**Work to be completed:**
Rewrite the material below with every "butterfly" changed to "moth", leaving everything else untouched.

**Entries from a pointing dataset:**
Begin

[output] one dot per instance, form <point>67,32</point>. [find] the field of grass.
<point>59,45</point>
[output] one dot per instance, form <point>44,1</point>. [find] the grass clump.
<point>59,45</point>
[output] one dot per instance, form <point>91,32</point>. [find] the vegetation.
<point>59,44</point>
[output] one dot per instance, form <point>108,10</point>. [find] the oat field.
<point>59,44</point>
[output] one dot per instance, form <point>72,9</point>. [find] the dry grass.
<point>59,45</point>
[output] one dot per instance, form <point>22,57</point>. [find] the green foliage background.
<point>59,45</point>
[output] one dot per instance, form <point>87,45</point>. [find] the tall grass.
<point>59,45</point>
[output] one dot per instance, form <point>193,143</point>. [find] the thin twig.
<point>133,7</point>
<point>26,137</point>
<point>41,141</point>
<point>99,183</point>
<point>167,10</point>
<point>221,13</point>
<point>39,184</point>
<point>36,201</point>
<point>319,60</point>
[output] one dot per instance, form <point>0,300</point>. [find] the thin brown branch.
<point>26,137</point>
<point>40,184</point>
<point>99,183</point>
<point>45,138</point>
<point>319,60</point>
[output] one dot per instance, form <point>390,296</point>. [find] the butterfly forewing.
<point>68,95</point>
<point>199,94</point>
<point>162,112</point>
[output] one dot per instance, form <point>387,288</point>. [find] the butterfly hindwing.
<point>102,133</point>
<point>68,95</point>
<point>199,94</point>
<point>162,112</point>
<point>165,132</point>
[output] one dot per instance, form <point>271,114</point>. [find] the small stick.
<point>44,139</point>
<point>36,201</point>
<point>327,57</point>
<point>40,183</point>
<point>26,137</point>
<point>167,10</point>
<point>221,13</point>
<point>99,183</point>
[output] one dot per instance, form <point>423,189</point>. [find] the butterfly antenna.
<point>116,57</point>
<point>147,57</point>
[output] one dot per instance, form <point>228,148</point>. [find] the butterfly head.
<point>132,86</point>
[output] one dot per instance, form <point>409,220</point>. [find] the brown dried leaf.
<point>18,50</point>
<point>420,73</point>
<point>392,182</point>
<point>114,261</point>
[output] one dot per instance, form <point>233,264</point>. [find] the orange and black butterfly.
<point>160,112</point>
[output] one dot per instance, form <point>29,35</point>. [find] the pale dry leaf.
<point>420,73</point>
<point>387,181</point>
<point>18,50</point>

End

**Complete answer:**
[output] one dot per instance, form <point>67,32</point>. [find] the field of grass.
<point>59,45</point>
[output] one dot per instance, form <point>44,1</point>. [find] the grass clump.
<point>59,45</point>
[output] one dot per instance, form <point>91,32</point>. [find] the vegetation.
<point>59,44</point>
[output] one dot per instance, form <point>108,10</point>. [find] the oat field.
<point>59,44</point>
[output] one dot per instance, form <point>72,9</point>. [find] the dry grass.
<point>59,45</point>
[output] one dot per instance, form <point>22,57</point>. [find] the green foliage background.
<point>59,45</point>
[output] one dot per instance, form <point>87,45</point>. [find] the tall grass.
<point>59,45</point>
[output] one dot per instance, form <point>193,143</point>. [find] the thin twig.
<point>133,7</point>
<point>26,137</point>
<point>41,141</point>
<point>99,183</point>
<point>167,10</point>
<point>221,13</point>
<point>39,184</point>
<point>36,201</point>
<point>319,60</point>
[output] one dot per instance, form <point>0,300</point>. [find] the thin brown branch.
<point>26,137</point>
<point>40,184</point>
<point>99,183</point>
<point>45,138</point>
<point>319,60</point>
[output] one dot per instance, form <point>390,296</point>. [find] the moth forewing.
<point>68,95</point>
<point>199,94</point>
<point>162,112</point>
[output] one dot per instance, form <point>387,288</point>. [find] the moth hindwing.
<point>102,133</point>
<point>68,95</point>
<point>199,94</point>
<point>162,112</point>
<point>165,132</point>
[output] one dot per instance, form <point>271,114</point>. [find] the small stick.
<point>44,139</point>
<point>36,201</point>
<point>327,57</point>
<point>40,183</point>
<point>26,137</point>
<point>167,10</point>
<point>221,13</point>
<point>99,183</point>
[output] one dot per instance, form <point>423,189</point>. [find] the moth antenna.
<point>116,57</point>
<point>147,57</point>
[output] one dot per instance, form <point>228,148</point>. [find] the moth head.
<point>132,86</point>
[output] one dot per instance, form <point>409,220</point>. [find] the brown dried leaf.
<point>18,50</point>
<point>420,73</point>
<point>392,182</point>
<point>114,261</point>
[output] one dot per instance, form <point>233,264</point>. [find] the orange and black moth.
<point>160,112</point>
[output] one dot per instance, form <point>29,35</point>. [find] the pale dry leaf.
<point>420,73</point>
<point>387,181</point>
<point>18,50</point>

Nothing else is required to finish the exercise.